■ INSTRUCTIONS FOR THE TASK ■
In the text on time-witness classes, what inequality must a function satisfy to be called weakly superadditive?

■ TEXT EXTRACT ■

>>>

We continue with a useful amplification property of time-witness classes in the presence of effective guessing. By analogy with superadditive functions (see [18]), we say that a function \(f \colon \mathbb {N} \to \mathbb {N}\) is weakly superadditive if f(n + d) ≥ f(n) + d for all \(d,n \in \mathbb {N}\). Note that any function f(n) = nc, where c ≥ 1, is weakly superadditive.
Lemma 12
Let f be a weakly superadditive function. If
$$ {\textsf{DTIME}}(t(n)) \subseteq {{\textsf{TIWI}}}(t^{\prime}(n),w(n)) $$
then
$$ {\textsf{DTIME}}(t(f(n))) \subseteq {{\textsf{TIWI}}}(t^{\prime}(f(n)),w(f(n))). $$
Proof
Suppose that \({\textsf {DTIME}}(t(n)) \subseteq {{\textsf {TIWI}}}(t^{\prime }(n),w(n))\). Further, let K be an arbitrary language in DTIME(t(f(n))). Consider the function B(n) = f(n) − n. Let
$$ \text{pad}_{B}\text{-} K = \{ {\langle{1^{k},x}\rangle} \vert k = B(\lvert{x}\rvert) \wedge x \in K \}. $$
As K ∈DTIME(t(f(n))), we have padB-K ∈DTIME(t(n)). By the assumption, \(\text {pad}_{B}\text {-} K \in {{\textsf {TIWI}}}(t^{\prime }(n),w(n))\). Hence there is some \(L \in {\textsf {DTIME}}(t^{\prime }(n))\) such that padBK = L[w(n)]. Let
$$ L^{\prime} = \{ {\langle{x,y}\rangle} \vert y \in {\Sigma}^{w(f(\lvert{x}\rvert))} \wedge {\langle{1^{B(\lvert{x}\rvert)},{\langle{x,y}\rangle}}\rangle} \in L \}. $$
Since \({\langle {1^{B(\lvert {x}\rvert )},{\langle {x,y}\rangle }}\rangle } = {\langle {{\langle {1^{B(\lvert {x}\rvert )},x}\rangle },y}\rangle }\), it follows that \(K = L^{\prime }[w(f(n))]\). To show that \(K \in {{\textsf {TIWI}}}(t^{\prime }(f(n)),w(f(n)))\), it then suffices to show that \(L^{\prime } \in {{\textsf {DTIME}}}(t^{\prime }(f(n)))\).

<<<

■ Entries from a point annotation set ■

>>>

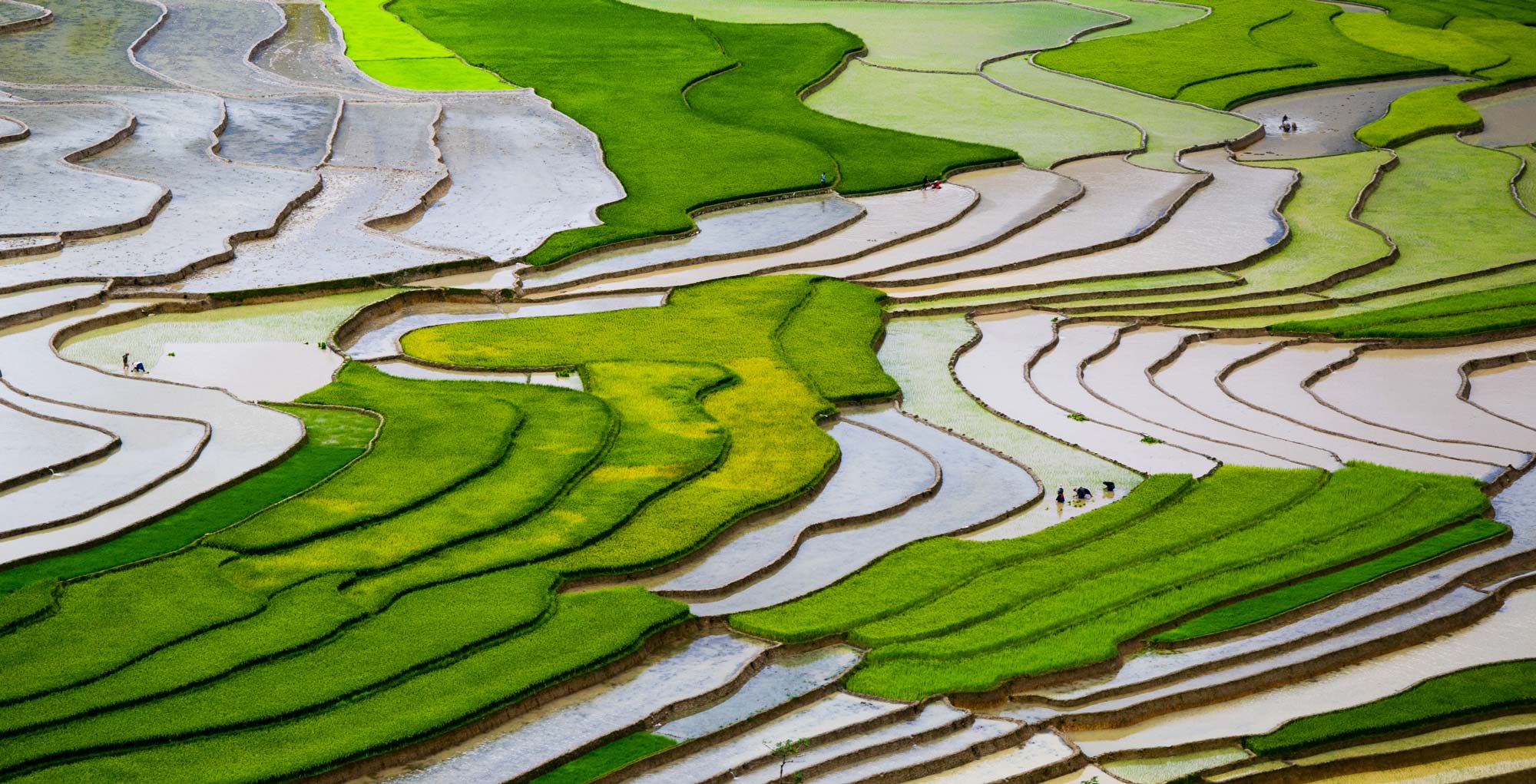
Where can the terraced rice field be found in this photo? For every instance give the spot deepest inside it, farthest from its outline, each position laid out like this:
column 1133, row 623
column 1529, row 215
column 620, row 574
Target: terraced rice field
column 767, row 391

<<<

■ RESULT OF THE EXERCISE ■
It must satisfy f(n + d) ≥ f(n) + d for all natural numbers d and n.